* [Compito assegnato A]: Nel testo sul film di Carpenter, con quale arma MacReady brucia i frammenti del mostro?
* [Compito assegnato B]: Prosegui il testo sul film di Carpenter a partire dalla sua ultima frase.

* [Sezione di testo]:
···
MacReady (Kurt Russel) fa appena in tempo a bruciare i frammenti del mostro con un lanciafiamme. Ma tutto l’equipaggio ha visto. Si crede che il pericolo sia superato, ma quando un secondo membro della spedizione, contaminato dal mostro, inizia la sua mutazione sotto gli occhi degli altri, l’incubo prende veramente forma. Da quel momento chiunque può essere la cosa. Il terrore ed il sospetto iniziano a serpeggiare tra gli uomini. Tutti accusano tutti, perché neanche chi è contagiato si rende conto di non essere più umano. E’ solo nel momento del pericolo che la Cosa si rivela. I corpi degli uomini allora possono diventare una vera e propria tavolozza di carne, e agli occhi dello spettatore si mostra una sequela di trasformazioni che sono una continua sorpresa, un trionfo dell’effetto, della plasticità della materia e dello splatter. Mai Carpenter aveva girato una pellicola tanto violenta e disturbante per quello che riguarda il mostrare sangue.
···
* [Voci del dataset]:
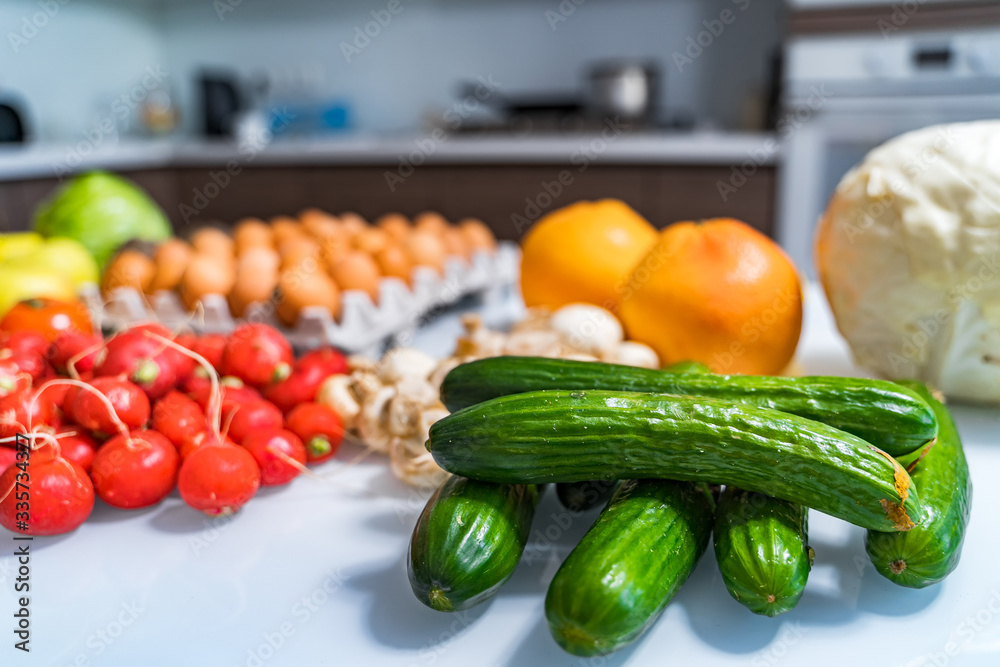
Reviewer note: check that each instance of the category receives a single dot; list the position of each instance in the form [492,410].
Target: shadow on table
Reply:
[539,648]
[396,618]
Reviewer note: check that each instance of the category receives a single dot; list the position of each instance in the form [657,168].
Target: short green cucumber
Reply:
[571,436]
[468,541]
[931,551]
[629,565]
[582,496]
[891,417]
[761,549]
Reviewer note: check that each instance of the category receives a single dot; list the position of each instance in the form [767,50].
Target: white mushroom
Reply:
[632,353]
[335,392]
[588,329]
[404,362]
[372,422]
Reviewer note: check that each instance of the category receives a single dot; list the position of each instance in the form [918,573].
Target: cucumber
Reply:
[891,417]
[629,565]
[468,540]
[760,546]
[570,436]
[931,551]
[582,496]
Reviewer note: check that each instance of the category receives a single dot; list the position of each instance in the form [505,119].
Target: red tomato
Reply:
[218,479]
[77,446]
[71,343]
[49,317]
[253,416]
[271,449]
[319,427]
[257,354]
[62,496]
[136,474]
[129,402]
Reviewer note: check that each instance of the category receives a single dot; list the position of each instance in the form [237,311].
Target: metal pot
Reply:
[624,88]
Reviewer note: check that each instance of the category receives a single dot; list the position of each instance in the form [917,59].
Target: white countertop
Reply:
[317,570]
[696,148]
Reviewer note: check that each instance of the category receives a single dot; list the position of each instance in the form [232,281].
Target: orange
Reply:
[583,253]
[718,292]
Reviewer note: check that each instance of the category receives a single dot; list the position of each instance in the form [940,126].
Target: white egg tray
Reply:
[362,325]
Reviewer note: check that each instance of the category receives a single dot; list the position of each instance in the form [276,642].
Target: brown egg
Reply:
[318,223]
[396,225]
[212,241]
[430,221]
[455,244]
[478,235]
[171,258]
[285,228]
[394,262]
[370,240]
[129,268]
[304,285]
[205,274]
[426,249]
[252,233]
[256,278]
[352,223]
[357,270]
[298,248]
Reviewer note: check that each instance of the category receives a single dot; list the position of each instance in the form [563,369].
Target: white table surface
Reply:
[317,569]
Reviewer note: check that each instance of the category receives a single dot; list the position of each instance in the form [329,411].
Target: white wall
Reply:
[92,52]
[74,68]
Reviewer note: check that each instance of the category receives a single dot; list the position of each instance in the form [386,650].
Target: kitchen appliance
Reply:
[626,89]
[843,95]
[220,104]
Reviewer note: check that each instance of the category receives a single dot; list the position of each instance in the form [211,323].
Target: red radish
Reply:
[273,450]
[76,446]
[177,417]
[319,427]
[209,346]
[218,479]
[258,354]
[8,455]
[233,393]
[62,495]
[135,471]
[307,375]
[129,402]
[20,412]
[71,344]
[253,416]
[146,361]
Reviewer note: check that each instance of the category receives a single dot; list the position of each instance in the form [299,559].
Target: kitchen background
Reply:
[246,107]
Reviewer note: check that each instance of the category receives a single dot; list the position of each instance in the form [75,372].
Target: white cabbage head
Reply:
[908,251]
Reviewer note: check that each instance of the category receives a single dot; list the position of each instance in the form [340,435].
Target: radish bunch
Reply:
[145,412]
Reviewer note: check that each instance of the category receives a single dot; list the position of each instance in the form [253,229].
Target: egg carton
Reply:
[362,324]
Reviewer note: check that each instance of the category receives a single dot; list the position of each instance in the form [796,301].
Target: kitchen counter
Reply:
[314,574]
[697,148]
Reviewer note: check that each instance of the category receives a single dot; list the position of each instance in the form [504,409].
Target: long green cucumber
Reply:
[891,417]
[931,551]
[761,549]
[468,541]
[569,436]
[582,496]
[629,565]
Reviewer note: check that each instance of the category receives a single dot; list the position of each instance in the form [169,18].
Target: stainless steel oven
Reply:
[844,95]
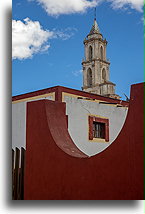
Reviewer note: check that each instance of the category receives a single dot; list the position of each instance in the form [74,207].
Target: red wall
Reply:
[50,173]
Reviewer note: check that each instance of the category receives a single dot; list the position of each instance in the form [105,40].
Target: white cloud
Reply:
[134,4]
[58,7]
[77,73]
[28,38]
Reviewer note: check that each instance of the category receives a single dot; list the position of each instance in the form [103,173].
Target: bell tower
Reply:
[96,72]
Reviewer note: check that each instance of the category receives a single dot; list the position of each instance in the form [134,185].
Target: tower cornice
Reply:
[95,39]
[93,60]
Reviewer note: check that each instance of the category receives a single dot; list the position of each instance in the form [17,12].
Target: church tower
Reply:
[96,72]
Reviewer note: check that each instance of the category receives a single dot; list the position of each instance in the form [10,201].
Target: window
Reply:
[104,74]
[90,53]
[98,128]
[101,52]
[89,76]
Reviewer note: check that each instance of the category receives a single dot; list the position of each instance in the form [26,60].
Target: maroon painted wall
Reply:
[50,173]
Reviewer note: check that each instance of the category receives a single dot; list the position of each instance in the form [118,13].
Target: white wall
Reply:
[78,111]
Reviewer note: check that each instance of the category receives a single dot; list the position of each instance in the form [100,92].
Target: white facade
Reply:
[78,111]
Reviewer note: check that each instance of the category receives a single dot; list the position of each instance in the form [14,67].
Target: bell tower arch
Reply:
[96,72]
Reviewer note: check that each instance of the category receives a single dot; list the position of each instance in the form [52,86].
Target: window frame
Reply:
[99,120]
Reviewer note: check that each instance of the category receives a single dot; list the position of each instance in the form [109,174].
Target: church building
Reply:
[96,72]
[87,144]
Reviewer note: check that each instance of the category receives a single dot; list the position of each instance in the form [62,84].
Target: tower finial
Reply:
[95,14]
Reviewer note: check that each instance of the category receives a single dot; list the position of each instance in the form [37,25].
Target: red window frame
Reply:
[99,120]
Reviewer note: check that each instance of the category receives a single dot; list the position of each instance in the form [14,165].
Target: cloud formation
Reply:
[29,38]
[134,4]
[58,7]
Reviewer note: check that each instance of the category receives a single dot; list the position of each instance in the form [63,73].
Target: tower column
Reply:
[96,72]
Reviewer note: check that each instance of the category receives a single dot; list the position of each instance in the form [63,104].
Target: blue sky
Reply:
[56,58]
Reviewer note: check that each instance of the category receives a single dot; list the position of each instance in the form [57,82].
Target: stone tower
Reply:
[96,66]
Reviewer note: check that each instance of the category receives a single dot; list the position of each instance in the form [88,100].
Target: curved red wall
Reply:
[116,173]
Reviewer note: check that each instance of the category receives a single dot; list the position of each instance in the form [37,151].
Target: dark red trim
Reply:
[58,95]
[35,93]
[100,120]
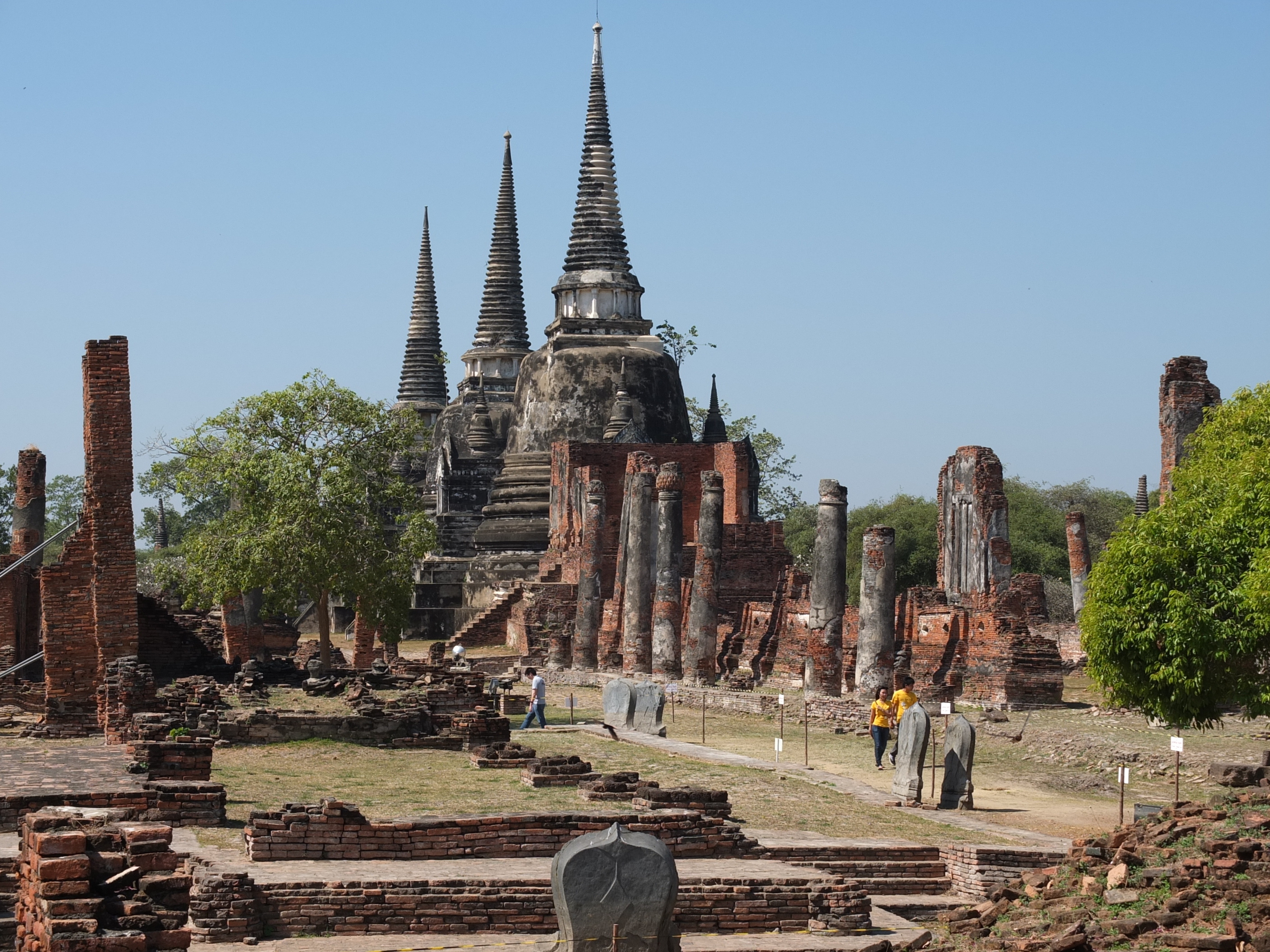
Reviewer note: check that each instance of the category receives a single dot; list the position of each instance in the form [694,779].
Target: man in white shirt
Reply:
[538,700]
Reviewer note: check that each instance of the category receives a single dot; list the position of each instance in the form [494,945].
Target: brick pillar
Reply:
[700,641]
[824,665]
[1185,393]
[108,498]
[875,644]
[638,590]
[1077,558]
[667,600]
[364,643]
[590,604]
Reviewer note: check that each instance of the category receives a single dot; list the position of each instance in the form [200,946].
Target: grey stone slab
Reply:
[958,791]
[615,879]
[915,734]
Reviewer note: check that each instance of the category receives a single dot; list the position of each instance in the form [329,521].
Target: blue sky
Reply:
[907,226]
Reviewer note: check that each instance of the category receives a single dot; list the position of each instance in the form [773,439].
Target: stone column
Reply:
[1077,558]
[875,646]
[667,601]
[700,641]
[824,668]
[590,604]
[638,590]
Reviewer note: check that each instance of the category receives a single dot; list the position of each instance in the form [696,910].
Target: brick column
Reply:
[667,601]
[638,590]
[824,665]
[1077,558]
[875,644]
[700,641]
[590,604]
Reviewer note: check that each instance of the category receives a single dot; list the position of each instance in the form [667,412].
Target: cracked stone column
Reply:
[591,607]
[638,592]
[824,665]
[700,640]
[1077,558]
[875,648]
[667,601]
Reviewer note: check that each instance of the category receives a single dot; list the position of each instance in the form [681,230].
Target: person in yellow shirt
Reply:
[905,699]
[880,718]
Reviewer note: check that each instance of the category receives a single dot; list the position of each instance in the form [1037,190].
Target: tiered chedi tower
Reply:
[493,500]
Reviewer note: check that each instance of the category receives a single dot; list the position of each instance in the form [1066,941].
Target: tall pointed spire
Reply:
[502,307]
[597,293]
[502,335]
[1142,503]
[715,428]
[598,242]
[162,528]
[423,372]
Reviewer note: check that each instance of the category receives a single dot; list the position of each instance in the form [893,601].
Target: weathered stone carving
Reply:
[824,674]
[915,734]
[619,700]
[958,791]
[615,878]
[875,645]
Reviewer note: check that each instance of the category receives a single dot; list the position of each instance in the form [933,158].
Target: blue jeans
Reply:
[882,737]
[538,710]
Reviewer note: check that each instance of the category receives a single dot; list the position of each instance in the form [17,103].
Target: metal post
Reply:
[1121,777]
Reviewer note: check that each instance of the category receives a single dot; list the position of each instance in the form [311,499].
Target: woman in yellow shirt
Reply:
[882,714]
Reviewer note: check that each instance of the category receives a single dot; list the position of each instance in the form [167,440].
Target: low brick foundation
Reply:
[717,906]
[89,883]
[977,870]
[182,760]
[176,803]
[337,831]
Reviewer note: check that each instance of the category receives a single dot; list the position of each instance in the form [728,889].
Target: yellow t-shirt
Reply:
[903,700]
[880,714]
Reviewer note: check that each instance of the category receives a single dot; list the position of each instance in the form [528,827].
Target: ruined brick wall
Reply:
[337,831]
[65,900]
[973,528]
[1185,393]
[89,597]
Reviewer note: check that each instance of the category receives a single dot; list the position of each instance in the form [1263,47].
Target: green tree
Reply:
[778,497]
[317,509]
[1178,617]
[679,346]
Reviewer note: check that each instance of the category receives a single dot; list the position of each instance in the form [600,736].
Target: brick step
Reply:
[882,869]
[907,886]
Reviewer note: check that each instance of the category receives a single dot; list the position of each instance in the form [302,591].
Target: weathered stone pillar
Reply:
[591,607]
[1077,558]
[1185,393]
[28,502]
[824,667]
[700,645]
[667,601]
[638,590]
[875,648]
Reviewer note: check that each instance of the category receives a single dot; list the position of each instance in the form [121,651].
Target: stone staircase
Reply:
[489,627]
···
* [Risposta A]: Con un lanciafiamme.

* [Risposta B]:
Il tecnico degli effetti speciali Rob Bottin ha creato un capolavoro visionario senza paragoni. I suoi mostri, le sue creature, sono totalmente automatizzate, in un’epoca in cui non non esiste la computer grafica. I suoi mostri sono realizzati totalmente a mano, tra lattice, meccanismi e gelatine alimentari. Le trasformazioni del mostro risultano quindi una somma delle opere di Bosch e Dalì fuse in un estremo visionario teso a sconvolgere chiunque le guardi. Realmente non vedremo mai il vero aspetto dell’alieno. Anche nel finale, nello scontro decisivo tra il mostro e MacReady, quando la Cosa si palesa a lui in tutto il suo potere, possiamo vedere un essere enorme, mostruoso e terrificante, ma se si osserva bene il corpo del mostro si scopre che è un insieme di tutte le creature con cui è venuto a contatto, dai dinosauri, all’uomo, ai cani, ad altri esseri assurdi, magari incontrati ed assimilati su altri mondi.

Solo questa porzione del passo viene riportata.